**SHORT PROBLEM:** Copy out every line of these records word for word, leaving out the pictures.

Records excerpted from a collection

::::::::

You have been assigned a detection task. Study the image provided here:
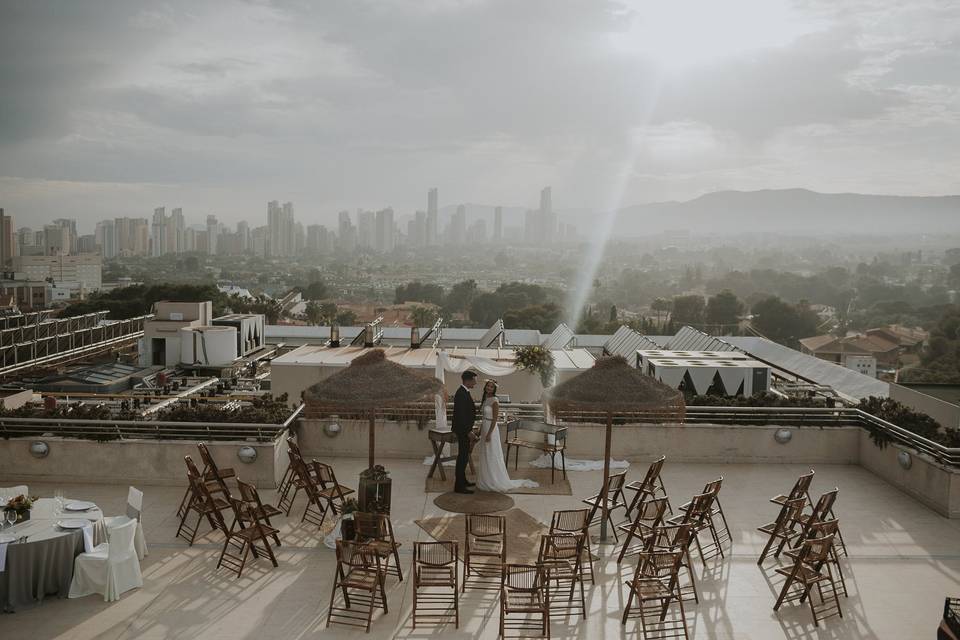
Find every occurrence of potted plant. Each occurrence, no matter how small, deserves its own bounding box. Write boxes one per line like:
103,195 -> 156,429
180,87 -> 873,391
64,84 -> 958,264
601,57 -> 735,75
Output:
3,495 -> 34,522
340,498 -> 360,540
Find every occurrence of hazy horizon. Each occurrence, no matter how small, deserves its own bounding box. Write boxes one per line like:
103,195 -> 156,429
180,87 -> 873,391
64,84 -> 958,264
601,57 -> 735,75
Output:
0,0 -> 960,228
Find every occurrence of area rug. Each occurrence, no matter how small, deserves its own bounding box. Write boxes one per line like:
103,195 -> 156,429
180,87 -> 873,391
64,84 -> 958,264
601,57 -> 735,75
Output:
416,509 -> 549,562
424,467 -> 573,496
433,491 -> 513,513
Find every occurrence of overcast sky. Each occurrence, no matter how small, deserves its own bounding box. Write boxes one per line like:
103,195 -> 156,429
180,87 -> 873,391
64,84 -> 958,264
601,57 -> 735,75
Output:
0,0 -> 960,226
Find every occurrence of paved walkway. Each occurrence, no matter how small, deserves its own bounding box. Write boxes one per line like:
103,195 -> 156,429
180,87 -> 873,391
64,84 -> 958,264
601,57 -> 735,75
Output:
0,459 -> 960,640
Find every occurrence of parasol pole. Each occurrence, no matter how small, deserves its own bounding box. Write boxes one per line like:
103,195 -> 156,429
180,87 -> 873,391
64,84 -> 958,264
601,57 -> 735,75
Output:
600,411 -> 613,542
367,410 -> 377,469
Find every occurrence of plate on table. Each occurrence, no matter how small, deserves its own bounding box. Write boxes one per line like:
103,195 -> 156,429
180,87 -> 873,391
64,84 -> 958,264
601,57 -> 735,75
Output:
63,500 -> 97,511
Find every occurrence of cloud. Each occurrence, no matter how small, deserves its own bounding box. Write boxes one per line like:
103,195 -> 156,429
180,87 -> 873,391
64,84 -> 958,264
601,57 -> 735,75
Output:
0,0 -> 960,226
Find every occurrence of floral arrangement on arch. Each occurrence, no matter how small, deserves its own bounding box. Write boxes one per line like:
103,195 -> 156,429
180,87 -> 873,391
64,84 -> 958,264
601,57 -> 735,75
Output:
513,345 -> 555,387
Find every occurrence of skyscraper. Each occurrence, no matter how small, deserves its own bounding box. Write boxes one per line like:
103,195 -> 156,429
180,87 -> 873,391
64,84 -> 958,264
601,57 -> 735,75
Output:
166,207 -> 187,253
0,209 -> 14,267
150,207 -> 167,258
424,187 -> 439,247
207,215 -> 220,256
374,207 -> 396,253
450,204 -> 467,246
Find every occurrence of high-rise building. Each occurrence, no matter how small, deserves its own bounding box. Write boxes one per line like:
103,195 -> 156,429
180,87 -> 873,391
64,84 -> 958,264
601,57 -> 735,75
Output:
449,204 -> 467,246
425,187 -> 440,247
150,207 -> 167,258
267,200 -> 296,257
43,224 -> 70,256
237,220 -> 250,253
207,215 -> 220,256
0,208 -> 16,268
374,207 -> 396,253
357,209 -> 376,249
53,218 -> 79,253
166,207 -> 187,253
93,220 -> 117,260
337,211 -> 357,254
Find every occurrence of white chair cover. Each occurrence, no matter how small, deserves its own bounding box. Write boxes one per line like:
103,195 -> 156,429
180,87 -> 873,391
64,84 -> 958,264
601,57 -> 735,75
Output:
70,520 -> 143,602
103,487 -> 149,560
0,484 -> 30,498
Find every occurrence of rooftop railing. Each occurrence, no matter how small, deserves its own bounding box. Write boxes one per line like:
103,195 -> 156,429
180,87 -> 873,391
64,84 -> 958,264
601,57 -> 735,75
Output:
0,405 -> 303,442
503,404 -> 960,467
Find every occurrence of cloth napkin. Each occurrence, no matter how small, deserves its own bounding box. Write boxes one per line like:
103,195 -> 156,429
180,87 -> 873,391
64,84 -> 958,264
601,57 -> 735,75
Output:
81,522 -> 93,553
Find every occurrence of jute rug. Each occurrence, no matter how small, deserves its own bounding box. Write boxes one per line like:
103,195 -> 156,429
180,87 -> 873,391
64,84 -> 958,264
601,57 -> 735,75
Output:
424,467 -> 573,497
416,509 -> 549,562
433,491 -> 513,513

::::::::

**EXERCISE SOLUTION:**
You have been assigned a detection task. Study the image provided here:
Find every occurrence of potted plant. Each occurrence, no matter how small, deserves its own bounding box. Write boxes one per line like:
103,195 -> 156,429
180,87 -> 873,391
64,84 -> 958,264
601,57 -> 735,75
Output:
3,495 -> 34,522
340,498 -> 360,540
Find every occurrence of hazy horizon. Each occurrence, no matter how small, deserves its own bounding box. Write boxes one per line like:
103,195 -> 156,429
180,87 -> 873,391
64,84 -> 958,264
601,57 -> 735,75
Output:
0,0 -> 960,228
Find every occurrence of area rug. Each occurrence, no matter how small, deserves its own bounding box. Write boxes one per line like:
103,195 -> 156,429
180,87 -> 873,391
64,84 -> 958,264
601,57 -> 735,75
Output:
416,509 -> 549,562
424,467 -> 573,496
433,491 -> 513,513
Find every occurrence of overcast sky. Each occurrence, no matter how small, deserves its own bounding box. Write boxes one per line like:
103,195 -> 156,429
180,87 -> 873,391
64,84 -> 958,264
601,57 -> 735,75
Output:
0,0 -> 960,226
Find every occurrence of paved walkway. Each occurrence, no matter how small, deserves its own bounding box. Write boxes one per line like:
103,195 -> 156,429
180,87 -> 873,391
64,84 -> 958,264
601,57 -> 735,75
Output:
0,459 -> 960,640
Find every occurrence of parasol pole. Each occurrence, no matter how small, deserves its own bounding box. Write boxes one per line like:
103,195 -> 156,429
180,87 -> 873,391
64,84 -> 958,264
601,57 -> 735,75
Output:
600,411 -> 613,542
367,410 -> 377,469
Find every occurrence of plate on table. Each occurrence, no matter how small, deserves its own bounding box. Write boxes one per line like:
103,195 -> 156,429
180,87 -> 873,391
64,84 -> 958,264
601,57 -> 735,75
Output:
63,500 -> 97,511
Find every occurrence of cloud. Each occurrence, no matter how small, deserves its own bounding box. Write boxes one per line like:
103,195 -> 156,429
180,87 -> 873,391
64,84 -> 958,264
601,57 -> 735,75
Output:
0,0 -> 960,226
Find every occurrence of floral arrangement on arch. Each occurrence, no matter how small, deserves its own bounding box. Write boxes one per line like:
103,195 -> 156,429
180,87 -> 873,391
64,84 -> 958,264
601,57 -> 735,75
Output:
513,345 -> 555,387
Find every occurrence of skyscraper. Each occurrence, no matter how small, deserves its own bounding box. Write boxes one per line like:
103,195 -> 156,429
180,87 -> 873,391
64,84 -> 958,264
601,57 -> 735,75
Output:
166,207 -> 187,253
0,209 -> 14,267
150,207 -> 167,258
424,187 -> 439,247
207,215 -> 220,256
374,207 -> 396,253
450,204 -> 467,246
Find every occurrence of high-rise building. Each occurrence, no matter how small, deserves its own bounding box. Write boxes one per line like:
103,195 -> 156,429
180,87 -> 873,391
64,84 -> 958,264
601,57 -> 735,75
Output:
449,204 -> 467,246
425,187 -> 440,247
150,207 -> 167,258
267,200 -> 296,257
43,224 -> 70,256
237,220 -> 250,253
207,215 -> 220,256
0,208 -> 16,268
374,207 -> 396,253
357,209 -> 376,249
53,218 -> 79,253
166,207 -> 187,253
93,220 -> 117,260
337,211 -> 357,254
Find every occurrence of white chair cover. Each occurrence, no matter how small, deserves its own bounding box. Write boxes one per line like:
103,195 -> 156,429
180,87 -> 873,391
64,84 -> 958,264
601,57 -> 735,75
Output:
70,520 -> 143,602
103,487 -> 149,560
0,484 -> 30,498
Find every occurrence of rooftop railing. Each occurrence, no matter how small, deserves its own bounding box. Write boxes one per line like:
103,195 -> 156,429
180,87 -> 873,391
64,84 -> 958,264
601,57 -> 735,75
Output:
0,405 -> 303,442
503,404 -> 960,467
Find every occurrence of cloth napkin. Each occurrence, no matter how small, deserves its own bounding box. Write boxes one per line like:
103,195 -> 156,429
180,87 -> 873,391
64,84 -> 958,264
601,57 -> 735,75
Output:
81,522 -> 93,553
Find every occurrence of jute rug. Each occurrence, no matter how small, deserves its own bounding box. Write boxes one per line like:
103,195 -> 156,429
180,87 -> 873,391
64,84 -> 958,264
601,57 -> 735,75
Output:
424,467 -> 573,497
416,509 -> 549,562
433,491 -> 513,513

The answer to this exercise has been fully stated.